(WORK REQUEST): Return all of the data below verbatim and exclude every picture.

━━━━━━━━━━━━━━━━

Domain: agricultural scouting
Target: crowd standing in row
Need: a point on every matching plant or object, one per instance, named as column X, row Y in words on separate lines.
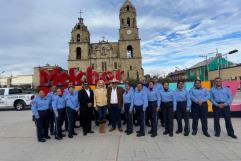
column 141, row 106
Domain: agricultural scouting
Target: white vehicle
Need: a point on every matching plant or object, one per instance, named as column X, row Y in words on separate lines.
column 14, row 97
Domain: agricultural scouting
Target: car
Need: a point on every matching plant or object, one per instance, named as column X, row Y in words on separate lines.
column 14, row 98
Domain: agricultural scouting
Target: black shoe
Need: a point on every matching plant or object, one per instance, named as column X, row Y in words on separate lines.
column 233, row 136
column 217, row 135
column 165, row 133
column 91, row 132
column 41, row 140
column 194, row 133
column 206, row 134
column 47, row 137
column 140, row 135
column 153, row 135
column 129, row 133
column 58, row 138
column 178, row 132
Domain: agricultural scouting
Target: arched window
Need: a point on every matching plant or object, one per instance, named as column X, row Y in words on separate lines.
column 129, row 51
column 122, row 21
column 128, row 22
column 78, row 38
column 78, row 53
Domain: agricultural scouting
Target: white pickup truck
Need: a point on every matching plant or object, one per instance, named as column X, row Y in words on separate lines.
column 14, row 98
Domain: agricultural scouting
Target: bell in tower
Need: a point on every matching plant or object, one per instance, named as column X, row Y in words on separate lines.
column 128, row 24
column 80, row 41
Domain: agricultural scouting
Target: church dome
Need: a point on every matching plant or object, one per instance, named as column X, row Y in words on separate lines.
column 127, row 7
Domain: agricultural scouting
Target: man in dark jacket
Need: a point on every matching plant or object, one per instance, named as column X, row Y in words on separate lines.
column 115, row 103
column 86, row 101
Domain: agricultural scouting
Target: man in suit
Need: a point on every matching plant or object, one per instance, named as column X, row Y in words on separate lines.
column 86, row 101
column 115, row 103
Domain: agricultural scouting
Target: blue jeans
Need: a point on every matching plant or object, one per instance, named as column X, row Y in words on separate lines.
column 115, row 116
column 102, row 112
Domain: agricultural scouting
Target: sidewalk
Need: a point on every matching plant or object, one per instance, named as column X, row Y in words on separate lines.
column 18, row 143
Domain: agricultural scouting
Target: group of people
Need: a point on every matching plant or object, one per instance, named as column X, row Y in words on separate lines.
column 141, row 106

━━━━━━━━━━━━━━━━

(EXERCISE RESULT):
Domain: agricultural scouting
Target: crowd standing in row
Need: a point on every matching plant or object, one per instance, named as column X, row Y in words on separate lines.
column 141, row 106
Domain: agricultural scouting
Target: white vehicle
Need: a point on every matching plant or object, one per instance, named as column X, row Y in words on separate lines.
column 14, row 97
Domain: agricultural scouting
Target: car
Need: a point on every matching plant or object, one per instance, named as column X, row Y in words on separate lines.
column 14, row 98
Domain: agricultural scouting
Target: black shoe
Need: a point on every matching plant or object, one per instance, named as column X, row Y in words on separate lines.
column 233, row 136
column 217, row 135
column 165, row 133
column 91, row 132
column 41, row 140
column 194, row 133
column 206, row 134
column 47, row 137
column 140, row 135
column 153, row 135
column 129, row 133
column 58, row 138
column 178, row 132
Domain: agricultural scouting
Target: arched window
Need: a point on every matching plant or object, one per instance, named as column X, row Y in words on separate lines.
column 129, row 51
column 122, row 21
column 128, row 22
column 78, row 38
column 78, row 53
Domain: agricultural scouting
Target: white pickup truck
Need: a point on every matching plant or object, one per instance, named as column X, row Y in words on separate lines.
column 14, row 98
Domain: agricultural scouting
Target: bell in tower
Need: a point on every matching plant or object, one per instance, named as column X, row Y in words on separate lines.
column 128, row 24
column 80, row 41
Domain: agricultural scouting
Target: church dome
Need: a point on every matching plant or object, one per instance, named as column X, row Y in words on separate lines.
column 127, row 7
Domain: agricultural scouting
Target: man in dark jacket
Need: a point on every matching plant or object, one per instance, named as column X, row Y in words on separate lines.
column 115, row 103
column 86, row 101
Domain: agricultural scouting
Target: man in suit
Need: a point on every matching plant or object, one per instance, named as column X, row Y in words on separate lines.
column 86, row 101
column 115, row 103
Domain: agricultural scouting
Target: blue jeans
Need: a point on every matching plant or object, one per instance, named as column X, row Y in words on separate lines.
column 115, row 116
column 102, row 112
Domain: agricultural scouting
Target: sidewalk
Need: a point on every matching plant or object, one per instance, named as column X, row Y in words on separate lines.
column 18, row 143
Domain: agricultural scouting
Target: group of people
Need: a point on every matching plant or object, one per instance, named as column X, row Y in words on separate lines.
column 141, row 106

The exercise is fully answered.